### Supplied data ###

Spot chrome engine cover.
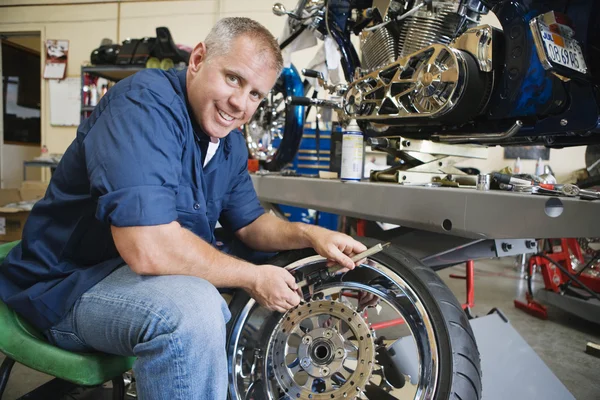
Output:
[344,25,493,125]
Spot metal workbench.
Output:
[252,175,600,239]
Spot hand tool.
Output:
[492,172,532,185]
[298,242,390,288]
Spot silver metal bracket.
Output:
[369,136,488,185]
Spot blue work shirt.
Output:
[0,69,264,329]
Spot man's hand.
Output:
[306,226,367,272]
[247,265,300,313]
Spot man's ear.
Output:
[188,42,206,72]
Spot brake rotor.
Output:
[267,300,376,400]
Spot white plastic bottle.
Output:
[340,119,364,182]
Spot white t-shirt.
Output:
[202,139,221,167]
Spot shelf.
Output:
[81,65,145,82]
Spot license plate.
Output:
[540,27,587,74]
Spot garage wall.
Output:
[0,0,585,183]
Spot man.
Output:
[0,18,365,400]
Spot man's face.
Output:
[187,37,277,139]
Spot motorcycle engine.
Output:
[360,0,487,71]
[344,0,494,134]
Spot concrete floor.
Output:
[0,258,600,400]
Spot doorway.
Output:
[0,32,42,188]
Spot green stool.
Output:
[0,241,135,400]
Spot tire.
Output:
[243,65,304,171]
[227,238,481,400]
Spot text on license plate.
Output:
[541,30,587,73]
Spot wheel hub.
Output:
[268,300,376,400]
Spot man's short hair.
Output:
[204,17,283,74]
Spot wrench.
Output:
[298,242,391,288]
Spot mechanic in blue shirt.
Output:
[0,18,365,400]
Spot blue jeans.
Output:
[45,265,231,400]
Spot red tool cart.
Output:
[514,238,600,323]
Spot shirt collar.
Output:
[176,68,231,154]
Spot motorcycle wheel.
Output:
[227,238,481,400]
[243,65,304,171]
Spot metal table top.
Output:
[252,175,600,239]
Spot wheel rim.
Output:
[227,256,439,400]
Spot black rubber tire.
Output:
[227,238,481,400]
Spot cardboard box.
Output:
[0,181,48,242]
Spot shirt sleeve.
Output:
[219,136,265,232]
[82,89,184,227]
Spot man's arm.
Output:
[111,222,300,312]
[235,214,367,269]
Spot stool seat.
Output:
[0,241,135,386]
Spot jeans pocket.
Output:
[45,328,94,353]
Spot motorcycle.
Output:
[227,0,600,400]
[227,238,481,400]
[246,0,600,170]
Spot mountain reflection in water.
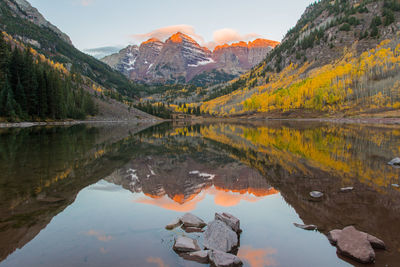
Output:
[0,121,400,266]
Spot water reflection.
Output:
[0,121,400,266]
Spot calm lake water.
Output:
[0,121,400,267]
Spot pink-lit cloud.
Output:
[80,0,94,6]
[131,24,261,50]
[132,24,204,43]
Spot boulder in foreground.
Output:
[210,250,243,267]
[328,226,386,263]
[181,250,210,264]
[388,158,400,167]
[204,220,239,252]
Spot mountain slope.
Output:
[0,0,139,96]
[202,0,400,116]
[102,32,278,86]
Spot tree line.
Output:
[0,33,97,121]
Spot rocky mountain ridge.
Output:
[102,32,278,83]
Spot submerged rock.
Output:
[340,186,354,193]
[310,191,324,199]
[173,236,201,252]
[328,229,342,245]
[215,212,242,233]
[182,250,210,264]
[293,223,317,230]
[181,213,207,228]
[388,158,400,166]
[210,250,243,267]
[165,218,182,230]
[204,220,238,252]
[182,227,204,233]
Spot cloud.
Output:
[131,24,261,50]
[131,24,204,43]
[80,0,94,6]
[204,28,261,49]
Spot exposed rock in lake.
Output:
[388,158,400,167]
[328,226,385,263]
[210,250,243,267]
[293,223,317,230]
[173,236,201,253]
[327,229,342,245]
[181,250,210,264]
[215,212,242,233]
[204,220,239,252]
[340,186,354,193]
[182,227,204,233]
[181,213,207,228]
[310,191,324,200]
[165,218,182,230]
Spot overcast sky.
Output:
[28,0,314,50]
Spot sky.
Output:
[28,0,314,53]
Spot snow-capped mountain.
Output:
[102,32,278,83]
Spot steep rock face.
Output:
[103,45,139,75]
[102,32,278,83]
[1,0,72,45]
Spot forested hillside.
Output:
[0,30,97,121]
[202,0,400,115]
[0,0,139,97]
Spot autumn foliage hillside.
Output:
[201,0,400,115]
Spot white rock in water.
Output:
[165,218,182,230]
[182,250,210,264]
[293,223,317,230]
[215,212,241,233]
[210,250,243,267]
[388,158,400,166]
[181,213,207,228]
[203,220,238,252]
[310,191,324,198]
[340,186,354,193]
[174,236,201,252]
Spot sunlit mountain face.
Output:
[0,122,400,266]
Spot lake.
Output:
[0,121,400,267]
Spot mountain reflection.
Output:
[0,121,400,266]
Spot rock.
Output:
[165,218,182,230]
[293,223,317,230]
[181,250,210,264]
[215,212,241,233]
[182,227,204,233]
[203,220,238,252]
[340,186,354,193]
[367,234,386,249]
[181,213,207,228]
[388,158,400,166]
[337,226,375,263]
[173,236,201,252]
[327,229,342,245]
[210,250,243,267]
[310,191,324,198]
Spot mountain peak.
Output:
[167,32,197,43]
[142,37,162,45]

###

What is required: Render all of the rows above as a two-column CSV with the header instruction,coordinates. Each row should become one line holding its instruction text and its coordinates, each in a single quoted field with line breaks replaced by spaces, and the pictures omitted.

Answer in full:
instruction,coordinates
"Spot chrome engine cover. Output:","[344,25,493,125]"
"Spot metal workbench. Output:","[252,175,600,239]"
"Spot hand tool. Output:","[492,172,532,185] [298,242,390,288]"
"Spot silver metal bracket. Output:","[369,136,488,185]"
"Spot blue work shirt. Output:","[0,69,264,329]"
"Spot man's hand. Output:","[306,226,367,272] [247,265,300,313]"
"Spot man's ear. Output:","[188,42,206,72]"
"Spot brake rotor. Output:","[267,300,376,400]"
"Spot white plastic bottle. Output:","[340,119,364,182]"
"Spot white t-shirt. Output:","[202,139,221,167]"
"Spot shelf. Output:","[81,65,145,82]"
"Spot license plate. Output:","[540,27,587,74]"
"Spot garage wall. Output:","[0,0,585,183]"
"Spot man. Output:","[0,18,365,400]"
"Spot man's face. Output:","[187,37,277,139]"
"Spot motorcycle engine. Output:","[360,0,487,71] [344,0,494,134]"
"Spot concrete floor. Output:","[0,258,600,400]"
"Spot doorway. Output:","[0,32,42,188]"
"Spot green stool. Output:","[0,241,135,400]"
"Spot tire. Output:","[243,65,304,171] [227,238,481,400]"
"Spot text on license plate. Output:","[541,30,587,73]"
"Spot wheel hub. Output:","[268,300,376,400]"
"Spot man's short hair. Output:","[204,17,283,74]"
"Spot wrench. Output:","[298,242,391,288]"
"Spot mechanic in blue shirt. Output:","[0,18,365,400]"
"Spot blue jeans. Output:","[45,265,231,400]"
"Spot red tool cart. Output:","[514,238,600,323]"
"Spot shirt collar. Output:","[176,68,231,154]"
"Spot motorcycle wheel. Output:","[227,238,481,400] [243,65,304,171]"
"Spot metal table top. Output:","[252,175,600,239]"
"Spot wheel rim. Output:","[227,256,439,400]"
"Spot black rubber tire. Output:","[227,238,481,400]"
"Spot cardboard box. Output:","[0,181,48,242]"
"Spot shirt sleeve. Output:","[219,136,265,232] [82,89,184,227]"
"Spot man's arm. Output:","[111,222,300,312] [235,214,367,269]"
"Spot stool seat. Output:","[0,241,135,386]"
"Spot jeans pocket. Output:","[45,328,94,353]"
"Spot motorcycle. Output:","[227,0,600,400] [227,238,481,400] [246,0,600,170]"
"Spot mountain reflection in water. Output:","[0,121,400,266]"
"Spot water reflection. Output:","[0,121,400,266]"
"Spot calm lake water. Output:","[0,121,400,267]"
"Spot pink-lit cloud. Output:","[80,0,94,6] [131,24,261,50] [132,24,204,43]"
"Spot boulder in foreground. Output:","[210,250,243,267] [328,226,386,263] [181,250,210,264] [388,158,400,167] [204,220,239,252]"
"Spot mountain slope. Output:","[0,0,139,96] [202,0,400,116] [102,32,278,86]"
"Spot tree line. Output:","[0,33,97,121]"
"Spot rocky mountain ridge. Output:","[102,32,278,83]"
"Spot submerged rock. Output:","[340,186,354,193] [310,191,324,199] [173,236,201,252] [328,229,342,245] [215,212,242,233] [182,250,210,264] [293,223,317,230] [181,213,207,228] [388,158,400,166] [210,250,243,267] [165,218,182,230] [204,220,238,252] [182,227,204,233]"
"Spot cloud. Output:","[131,24,261,50] [131,24,204,43] [80,0,94,6] [204,28,261,49]"
"Spot exposed rock in lake. Output:","[388,158,400,167] [328,226,385,263] [210,250,243,267] [293,223,317,230] [173,236,201,253] [327,229,342,245] [181,250,210,264] [215,212,242,233] [204,220,239,252] [340,186,354,193] [182,227,204,233] [181,213,207,228] [310,191,324,200] [165,218,182,230]"
"Spot overcast sky. Output:","[28,0,314,50]"
"Spot sky. Output:","[28,0,314,53]"
"Spot snow-capped mountain. Output:","[102,32,278,83]"
"Spot steep rock face. Output:","[103,45,139,75] [102,32,278,83] [1,0,72,45]"
"Spot forested hillside. Output:","[0,30,97,121] [202,0,400,115] [0,0,139,97]"
"Spot autumn foliage hillside. Output:","[201,0,400,115]"
"Spot white rock in water. Output:","[165,218,182,230] [182,250,210,264] [293,223,317,230] [215,212,241,233] [210,250,243,267] [388,158,400,166] [181,213,207,228] [203,220,238,252] [310,191,324,198] [340,186,354,193] [174,236,201,252]"
"Spot sunlit mountain face. Output:","[0,122,400,266]"
"Spot lake. Output:","[0,121,400,267]"
"Spot mountain reflection. Output:","[0,121,400,266]"
"Spot rock. Output:","[165,218,182,230] [293,223,317,230] [181,250,210,264] [215,212,241,233] [182,227,204,233] [203,220,238,252] [340,186,354,193] [367,234,386,249] [181,213,207,228] [388,158,400,166] [337,226,375,263] [173,236,201,252] [327,229,342,245] [210,250,243,267] [310,191,324,198]"
"Spot mountain peak. Output:","[167,32,197,43] [142,37,162,45]"